:: Text provided ::

PyWren is a system we built to enable incredibly scalable execution of existing Python functions on the cloud using AWS Lambda (and other “serverless” frameworks). When we say scale, we mean it – you can nearly-instantly run your code on literally thousands of cores with minimal overhead, all billed in 100ms-increments.
PyWren began as a series of exploratory blog posts looking at the compute scaling and IO scaling of Amazon’s cloud services, and blossomed into a joint project between the Berkeley Center for Computational Imaging and the UC Berkely RISE Lab PyWren is a collaborative effort with graduate students Qifan Pu, Shivaram Venkataraman, Vaishaal Shankar.

:::
:: Dataset content ::

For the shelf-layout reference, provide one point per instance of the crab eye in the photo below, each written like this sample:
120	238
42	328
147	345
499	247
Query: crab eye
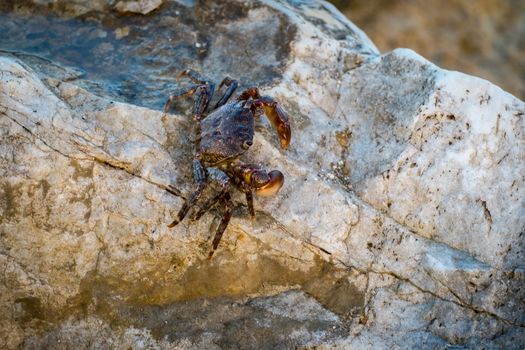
246	144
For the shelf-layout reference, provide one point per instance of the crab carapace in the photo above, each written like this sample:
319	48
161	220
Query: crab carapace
222	134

:::

▶ **Exercise requirements**
1. Rewrite the PyWren description from the words "PyWren is a system" through the words "Venkataraman, Vaishaal Shankar.", putting "Lambda" wherever "AWS Lambda" appears.
2. According to the PyWren description, in what increments is usage billed?

▶ **The responses**
1.
PyWren is a system we built to enable incredibly scalable execution of existing Python functions on the cloud using Lambda (and other “serverless” frameworks). When we say scale, we mean it – you can nearly-instantly run your code on literally thousands of cores with minimal overhead, all billed in 100ms-increments.
PyWren began as a series of exploratory blog posts looking at the compute scaling and IO scaling of Amazon’s cloud services, and blossomed into a joint project between the Berkeley Center for Computational Imaging and the UC Berkely RISE Lab PyWren is a collaborative effort with graduate students Qifan Pu, Shivaram Venkataraman, Vaishaal Shankar.

2. In 100ms increments.